*What you are asked to do*
Write the next few sentences of the mailing-list reply about replication through a proxy, picking up right after its final sentence.

*Exercise text*
-- Opening Marker --

Re: A Replication Idea

From: "Command Prompt, Inc(dot)" <pgsql-general(at)commandprompt(dot)com>
To: <pgsql-general(at)postgresql(dot)org>
Subject: Re: A Replication Idea
Date: 2002-02-22 01:03:45
Message-ID: Pine.LNX.4.30.0202211642550.31949-100000@commandprompt.com
Views: Raw Message | Whole Thread | Download mbox | Resend email
Thread:
Lists: pgsql-general

>How would it handle functions, which could potentially modify data, even
>from a select statement?

It seems that you'd have two options, if you wanted the proxy to be truly
transparent to the client:

1. Send ALL SQL statements down the wire to each node, including SELECT
statements, since selected functions may modify data.

2. Write a small, fast, reliable parser that checks for criteria which
would make the statement potentially data-modifying (e.g., the
existence of a function), and send only data-modifying SELECTs along
with your standard UPDATEs, DELETEs, etc.

However, it probably just occurred to you all as it just occurred to me
that this is pretty moot, because functions aren't the only concern: you
could have a trigger on a table that would wipe out idea #2. ;)

Really, there are too many transparent ways data can be modified by
seemingly innocuous statements, so parsing a statement for distribution
is right out; it seems as though each node is going to have to require a
copy of EACH statement that the proxy runs into in order to maintain 100%
integrity.

-- Closing Marker --

*Data supplied*
-- Opening Marker --

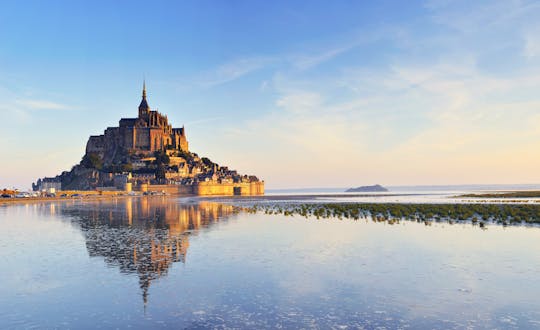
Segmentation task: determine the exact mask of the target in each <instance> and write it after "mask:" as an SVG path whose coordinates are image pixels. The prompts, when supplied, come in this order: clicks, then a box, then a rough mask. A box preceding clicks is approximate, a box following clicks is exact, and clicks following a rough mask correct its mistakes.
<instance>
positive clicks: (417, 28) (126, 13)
mask: <svg viewBox="0 0 540 330" xmlns="http://www.w3.org/2000/svg"><path fill="white" fill-rule="evenodd" d="M538 17H540V2H538V1H511V0H510V1H497V0H494V1H474V2H471V1H452V0H439V1H408V2H403V1H373V2H367V1H332V2H328V1H283V2H280V1H183V2H177V1H156V2H152V3H150V2H148V1H144V2H143V1H92V2H90V1H47V2H44V1H34V2H32V1H25V2H24V3H22V2H18V1H8V2H6V3H3V10H2V11H1V12H0V98H1V99H2V100H3V102H2V103H1V104H0V113H1V114H2V118H3V119H2V121H1V123H0V130H1V132H2V135H1V137H2V138H1V141H0V150H1V151H2V154H3V155H4V156H2V159H3V162H2V174H1V175H0V187H12V186H15V187H20V188H26V187H29V185H30V183H31V182H32V181H33V180H35V179H36V178H37V177H43V176H52V175H56V174H58V173H60V172H61V171H63V170H68V169H70V168H71V166H72V165H74V164H75V163H77V162H78V161H79V160H80V159H81V157H82V155H83V153H84V148H85V144H86V140H87V138H88V136H89V135H91V134H101V133H102V132H103V130H104V129H105V128H106V127H108V126H115V125H117V123H118V120H119V119H120V118H121V117H133V116H136V113H137V106H138V103H139V101H140V93H141V85H142V80H143V77H146V82H147V87H148V100H149V104H150V106H151V107H152V108H157V109H158V110H160V111H161V112H163V113H166V114H167V115H168V116H169V119H170V120H171V121H172V123H173V125H174V126H182V125H185V127H186V131H187V134H188V140H189V142H190V146H191V149H192V150H193V151H195V152H198V153H199V154H200V155H205V156H208V157H210V158H211V159H213V160H214V161H216V162H218V163H220V164H223V165H229V166H230V167H232V168H236V169H238V170H239V171H241V172H244V173H253V174H257V175H258V176H260V177H261V178H263V179H265V181H266V182H267V187H269V188H289V187H313V186H316V187H335V186H356V185H362V184H373V183H381V184H387V185H400V184H464V183H539V182H540V171H538V169H539V168H540V153H538V152H537V150H539V148H540V96H539V95H540V93H539V91H540V22H539V21H538V19H537V18H538Z"/></svg>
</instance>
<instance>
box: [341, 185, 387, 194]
mask: <svg viewBox="0 0 540 330" xmlns="http://www.w3.org/2000/svg"><path fill="white" fill-rule="evenodd" d="M387 191H388V189H386V188H385V187H383V186H381V185H379V184H376V185H373V186H361V187H357V188H350V189H347V190H345V192H387Z"/></svg>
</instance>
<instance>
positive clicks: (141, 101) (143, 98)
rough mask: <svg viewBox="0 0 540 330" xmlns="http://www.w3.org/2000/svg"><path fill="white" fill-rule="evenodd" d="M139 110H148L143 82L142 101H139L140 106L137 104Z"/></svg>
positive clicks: (145, 88)
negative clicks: (138, 107) (142, 91)
mask: <svg viewBox="0 0 540 330" xmlns="http://www.w3.org/2000/svg"><path fill="white" fill-rule="evenodd" d="M139 110H146V111H148V110H150V106H149V105H148V102H146V81H144V80H143V99H142V100H141V104H139Z"/></svg>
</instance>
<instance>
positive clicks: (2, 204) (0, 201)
mask: <svg viewBox="0 0 540 330" xmlns="http://www.w3.org/2000/svg"><path fill="white" fill-rule="evenodd" d="M127 197H137V198H138V197H143V195H120V194H118V195H113V194H110V195H97V194H92V195H87V196H84V197H59V196H58V197H25V198H2V199H0V206H8V205H20V204H33V203H48V202H74V201H88V202H92V201H100V200H111V199H124V198H127Z"/></svg>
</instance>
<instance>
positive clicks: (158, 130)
mask: <svg viewBox="0 0 540 330" xmlns="http://www.w3.org/2000/svg"><path fill="white" fill-rule="evenodd" d="M51 184H54V185H55V190H58V188H59V187H60V188H61V190H98V191H104V190H119V191H131V190H135V191H140V192H142V193H144V192H152V191H161V192H167V193H171V194H182V195H263V194H264V181H262V180H259V179H258V178H257V177H256V176H254V175H242V174H240V173H238V172H237V171H236V170H233V169H230V168H229V167H228V166H220V165H219V164H217V163H214V162H213V161H211V160H210V159H209V158H207V157H199V155H198V154H196V153H194V152H191V151H190V150H189V144H188V141H187V138H186V130H185V128H184V127H182V128H173V127H172V125H171V124H169V120H168V119H167V116H165V115H163V114H161V113H159V112H158V111H155V110H151V109H150V106H149V105H148V101H147V100H146V84H145V83H143V91H142V100H141V103H140V104H139V113H138V116H137V118H122V119H120V122H119V124H118V126H117V127H108V128H107V129H106V130H105V132H104V133H103V135H94V136H90V138H89V139H88V142H87V143H86V152H85V154H84V156H83V158H82V160H81V162H80V163H79V164H77V165H75V166H73V168H72V169H71V170H70V171H64V172H62V174H60V175H57V176H56V177H54V178H43V179H40V180H38V181H37V183H36V184H35V185H33V187H34V189H36V190H43V189H46V188H47V187H48V186H50V185H51Z"/></svg>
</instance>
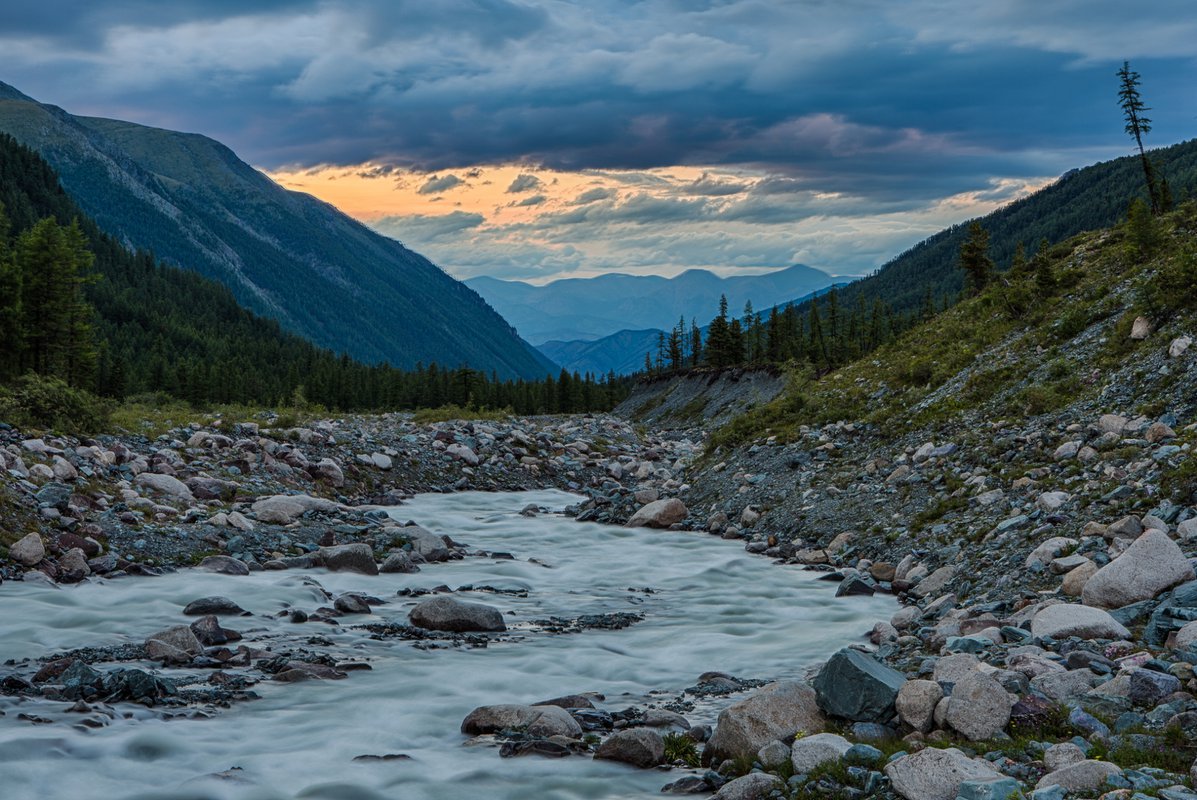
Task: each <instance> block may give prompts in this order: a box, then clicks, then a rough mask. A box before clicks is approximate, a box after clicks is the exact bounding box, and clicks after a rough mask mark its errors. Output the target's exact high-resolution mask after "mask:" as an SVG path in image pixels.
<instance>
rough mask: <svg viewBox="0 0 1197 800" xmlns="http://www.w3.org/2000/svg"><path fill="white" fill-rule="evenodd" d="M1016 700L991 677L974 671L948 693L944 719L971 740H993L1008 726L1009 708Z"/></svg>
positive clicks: (950, 725)
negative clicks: (950, 694)
mask: <svg viewBox="0 0 1197 800" xmlns="http://www.w3.org/2000/svg"><path fill="white" fill-rule="evenodd" d="M1017 699H1019V698H1017V697H1015V696H1014V695H1011V693H1009V692H1008V691H1005V689H1003V687H1002V684H999V683H997V680H996V679H994V678H992V677H990V675H988V674H985V673H983V672H974V673H972V674H970V675H966V677H965V678H964V679H962V680H960V681H959V683H958V684H956V685H955V687H954V689H953V690H952V696H950V697H948V707H947V710H946V713H944V720H946V721H947V723H948V727H950V728H952V729H953V731H955V732H958V733H961V734H964V735H965V737H967V738H968V739H972V740H973V741H984V740H989V739H994V738H995V737H996V735H997V734H999V733H1001V732H1002V731H1004V729H1005V726H1007V725H1009V723H1010V709H1011V708H1014V704H1015V703H1016V702H1017Z"/></svg>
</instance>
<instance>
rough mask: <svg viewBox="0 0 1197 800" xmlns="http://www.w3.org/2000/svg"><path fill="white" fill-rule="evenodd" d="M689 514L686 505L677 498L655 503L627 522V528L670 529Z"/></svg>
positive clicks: (673, 497) (647, 506)
mask: <svg viewBox="0 0 1197 800" xmlns="http://www.w3.org/2000/svg"><path fill="white" fill-rule="evenodd" d="M687 514H689V511H688V510H687V509H686V504H685V503H682V502H681V501H680V499H678V498H676V497H670V498H668V499H660V501H654V502H651V503H649V504H648V505H645V507H643V508H640V509H639V510H638V511H637V513H636V514H633V515H632V519H630V520H628V521H627V527H630V528H643V527H649V528H668V527H669V526H672V525H674V523H678V522H681V521H682V520H685V519H686V515H687Z"/></svg>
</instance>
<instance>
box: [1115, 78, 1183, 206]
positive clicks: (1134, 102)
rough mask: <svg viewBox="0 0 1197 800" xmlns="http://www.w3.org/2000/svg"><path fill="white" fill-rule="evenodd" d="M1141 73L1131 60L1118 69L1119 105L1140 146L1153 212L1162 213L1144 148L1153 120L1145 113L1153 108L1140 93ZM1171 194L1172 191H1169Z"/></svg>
mask: <svg viewBox="0 0 1197 800" xmlns="http://www.w3.org/2000/svg"><path fill="white" fill-rule="evenodd" d="M1138 85H1140V74H1138V73H1137V72H1135V71H1132V69H1131V68H1130V61H1123V66H1122V69H1119V71H1118V105H1120V107H1122V110H1123V117H1124V119H1125V121H1126V125H1125V131H1126V133H1128V135H1130V137H1131V138H1132V139H1134V140H1135V145H1136V146H1137V147H1138V158H1140V163H1142V165H1143V178H1144V180H1146V181H1147V196H1148V199H1149V200H1150V205H1152V213H1153V214H1157V213H1160V211H1161V208H1160V193H1159V188H1157V187H1156V183H1155V168H1154V166H1153V165H1152V159H1150V158H1148V157H1147V151H1146V150H1144V149H1143V134H1144V133H1150V132H1152V120H1150V119H1148V117H1147V116H1144V115H1143V113H1144V111H1150V110H1152V109H1150V108H1148V107H1147V104H1146V103H1143V98H1142V97H1141V96H1140V93H1138ZM1169 194H1171V192H1169Z"/></svg>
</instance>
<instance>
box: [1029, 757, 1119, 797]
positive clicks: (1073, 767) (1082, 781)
mask: <svg viewBox="0 0 1197 800" xmlns="http://www.w3.org/2000/svg"><path fill="white" fill-rule="evenodd" d="M1119 772H1122V770H1120V769H1118V766H1116V765H1114V764H1111V763H1110V762H1094V760H1083V762H1077V763H1075V764H1069V765H1068V766H1062V768H1061V769H1058V770H1055V771H1051V772H1047V774H1046V775H1044V776H1043V777H1041V778H1039V783H1038V784H1035V788H1038V789H1043V788H1046V787H1049V786H1058V787H1061V788H1063V789H1065V790H1068V792H1096V790H1098V789H1100V788H1101V787H1104V786H1105V784H1106V778H1107V777H1110V776H1111V775H1118V774H1119Z"/></svg>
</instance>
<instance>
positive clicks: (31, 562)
mask: <svg viewBox="0 0 1197 800" xmlns="http://www.w3.org/2000/svg"><path fill="white" fill-rule="evenodd" d="M8 558H11V559H13V560H14V562H17V563H18V564H20V565H22V566H32V565H34V564H37V563H38V562H41V560H42V559H43V558H45V543H43V541H42V537H41V535H38V534H37V533H28V534H25V535H24V537H22V538H20V539H18V540H17V543H16V544H13V546H12V547H10V549H8Z"/></svg>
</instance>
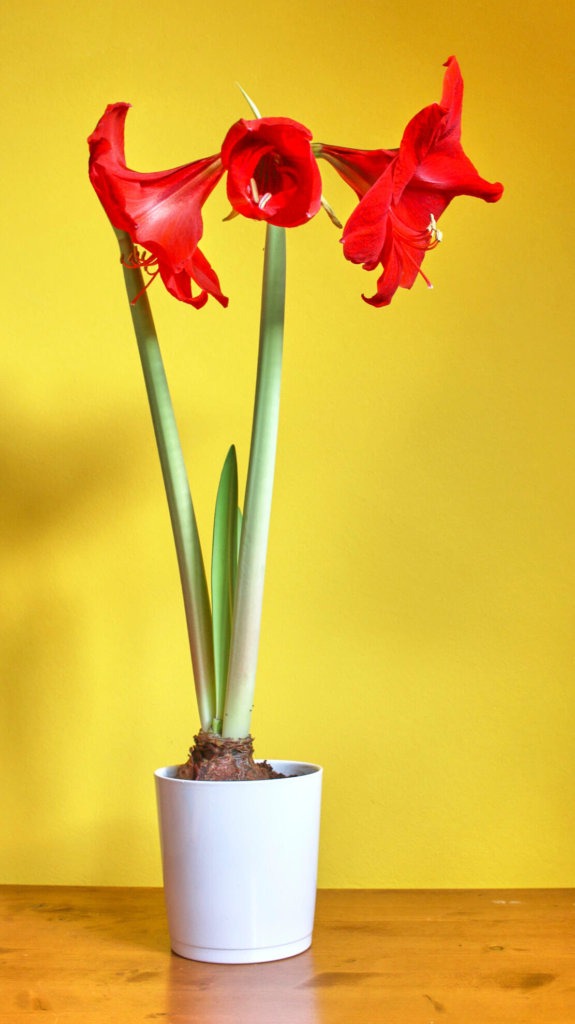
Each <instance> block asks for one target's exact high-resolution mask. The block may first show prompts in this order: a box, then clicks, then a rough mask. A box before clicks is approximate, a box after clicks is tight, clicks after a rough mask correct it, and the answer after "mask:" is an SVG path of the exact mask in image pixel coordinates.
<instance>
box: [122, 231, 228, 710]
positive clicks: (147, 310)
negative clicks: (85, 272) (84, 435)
mask: <svg viewBox="0 0 575 1024" xmlns="http://www.w3.org/2000/svg"><path fill="white" fill-rule="evenodd" d="M116 233H117V237H118V241H119V243H120V252H121V254H122V265H123V267H124V280H125V283H126V291H127V293H128V299H129V300H130V311H131V313H132V324H133V326H134V332H135V335H136V340H137V343H138V351H139V354H140V361H141V366H142V371H143V376H144V381H145V387H146V393H147V398H148V403H149V410H150V413H151V420H152V423H153V431H154V434H156V443H157V445H158V454H159V456H160V464H161V466H162V474H163V477H164V486H165V488H166V496H167V498H168V507H169V509H170V518H171V521H172V531H173V535H174V541H175V544H176V554H177V558H178V567H179V570H180V581H181V586H182V593H183V599H184V608H185V617H186V625H187V633H188V638H189V649H190V654H191V662H192V667H193V677H194V680H195V694H196V698H197V708H198V711H200V720H201V723H202V728H203V729H210V728H211V726H212V722H213V719H214V715H215V676H214V651H213V644H212V627H211V622H212V616H211V611H210V598H209V595H208V584H207V581H206V570H205V568H204V558H203V555H202V547H201V544H200V536H198V532H197V523H196V519H195V513H194V510H193V505H192V501H191V495H190V490H189V484H188V480H187V473H186V469H185V464H184V459H183V455H182V449H181V444H180V438H179V433H178V428H177V424H176V418H175V415H174V410H173V407H172V399H171V397H170V390H169V387H168V381H167V379H166V372H165V370H164V362H163V359H162V353H161V351H160V344H159V341H158V336H157V333H156V328H154V325H153V317H152V315H151V309H150V307H149V302H148V298H147V293H146V291H145V287H144V282H143V279H142V272H141V270H140V268H139V267H137V266H134V265H133V260H132V255H133V246H132V242H131V240H130V237H129V236H128V234H127V233H126V232H125V231H121V230H117V231H116Z"/></svg>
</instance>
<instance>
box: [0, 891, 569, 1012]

-- Closing Marker --

*Response for this exercise*
However, that doesn't mean your proxy needs to get answer back from all of
the nodes in terms of result sets. Something as simple as a systemic
packet indicating that the downstream-execution was successful would be
enough data for the proxy to know what's going on, provided it knows it
should get its answer soon from another node (e.g., the node with the
lowest load).

Result sets could still be cached based on a statement, within some
specified degree of accuracy (e.g., how much time elapses before a cached
resultset expires); you'd just need to make sure that even though you're
returning a cached result set, you still send the request to each back-end
to get processed in its own time.

Seems like some *really* careful threading might be called for; one thread
to listen to incoming traffic, from which downstream events are queued up,
another thread sending off those events to the back-end in the order they
were received, and another thread listening for answers from nodes, and
queueing up responses to be sent back to the appropriate client's socket.

Regards,
Jw.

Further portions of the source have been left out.